Starting at the line that contains "If you could mark the reflection" and ending at the last line of the entries, write every line out again, not only the answers, and offset each coordinate in the answers by +27. Leave all other text unchanged.
┌──
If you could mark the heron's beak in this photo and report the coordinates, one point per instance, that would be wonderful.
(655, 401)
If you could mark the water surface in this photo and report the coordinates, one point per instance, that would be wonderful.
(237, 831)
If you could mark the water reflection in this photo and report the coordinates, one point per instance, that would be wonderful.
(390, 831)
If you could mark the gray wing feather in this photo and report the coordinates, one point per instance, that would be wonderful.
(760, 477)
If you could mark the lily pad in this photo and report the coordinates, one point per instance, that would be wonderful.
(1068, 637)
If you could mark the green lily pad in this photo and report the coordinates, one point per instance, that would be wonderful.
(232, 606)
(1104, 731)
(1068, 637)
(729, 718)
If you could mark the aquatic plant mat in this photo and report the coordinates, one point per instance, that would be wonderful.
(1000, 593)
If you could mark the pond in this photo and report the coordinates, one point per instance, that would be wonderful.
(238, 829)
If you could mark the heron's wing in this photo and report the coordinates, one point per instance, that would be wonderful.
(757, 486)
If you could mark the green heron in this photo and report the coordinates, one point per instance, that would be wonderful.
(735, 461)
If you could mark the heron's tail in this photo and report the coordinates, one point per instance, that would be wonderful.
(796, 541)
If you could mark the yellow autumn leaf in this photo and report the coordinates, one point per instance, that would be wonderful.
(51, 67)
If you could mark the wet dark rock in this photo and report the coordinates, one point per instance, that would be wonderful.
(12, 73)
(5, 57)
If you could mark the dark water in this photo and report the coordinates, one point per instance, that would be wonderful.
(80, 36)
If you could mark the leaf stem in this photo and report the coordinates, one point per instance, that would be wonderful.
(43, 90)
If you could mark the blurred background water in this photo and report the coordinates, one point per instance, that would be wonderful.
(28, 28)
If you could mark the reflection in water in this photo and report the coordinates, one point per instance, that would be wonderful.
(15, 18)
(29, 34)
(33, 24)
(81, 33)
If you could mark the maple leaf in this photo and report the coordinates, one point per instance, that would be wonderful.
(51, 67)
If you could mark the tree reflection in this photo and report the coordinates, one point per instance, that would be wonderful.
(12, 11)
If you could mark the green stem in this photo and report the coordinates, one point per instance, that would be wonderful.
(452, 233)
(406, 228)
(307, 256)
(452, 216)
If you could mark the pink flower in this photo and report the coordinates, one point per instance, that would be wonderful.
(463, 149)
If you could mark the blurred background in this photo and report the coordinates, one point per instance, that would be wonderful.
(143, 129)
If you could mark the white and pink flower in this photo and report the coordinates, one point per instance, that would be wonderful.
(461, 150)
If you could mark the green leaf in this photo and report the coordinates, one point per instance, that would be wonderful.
└──
--- Task output ---
If you could mark the reflection in water in this photo and report the coordinates, one point per instance, that would be wonderful.
(42, 45)
(56, 61)
(60, 51)
(108, 60)
If you could mark the maple leaf in this photo and report the coordinates, one point per instance, that would be wonderful.
(78, 94)
If you could mark the tree reflection in this photo and report the coordinates, one point per instance, that would be wonderful.
(39, 38)
If you could mark the green stem in this photo and report the coordinates, one point per instance, that would be wonderful.
(479, 260)
(433, 255)
(334, 283)
(479, 243)
If you could mark the pink flower in this photo and report the coordinates, one point per instance, that would be wonderful.
(490, 176)
If you could mark the blurred background in this photo and report the coordinates, one point per instance, that would be wonderful.
(170, 156)
If you could mark the white and pink flower in this photo and report the coordinates, one point per instance, that would be wonderful.
(488, 177)
If you could mark the green leaf in this photo and report the coordinates, one point per instance, that would be wonderful.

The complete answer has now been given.